— Begin —

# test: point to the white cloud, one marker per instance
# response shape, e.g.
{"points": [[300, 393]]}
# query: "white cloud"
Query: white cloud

— End —
— Begin —

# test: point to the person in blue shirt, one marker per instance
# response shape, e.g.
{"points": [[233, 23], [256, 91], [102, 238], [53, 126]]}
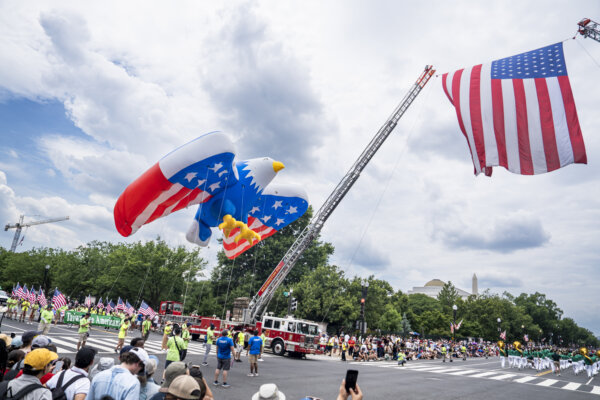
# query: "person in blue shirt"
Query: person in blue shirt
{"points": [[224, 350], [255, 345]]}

— End —

= What you need to do =
Duplicate the stretch of items from the line containing "# test: point to the white" through the line containing "Query: white cloud", including both of those lines.

= Complete output =
# test: point to the white cloud, one marker per instance
# response shape, e.g.
{"points": [[300, 393]]}
# query: "white cloud"
Query: white cloud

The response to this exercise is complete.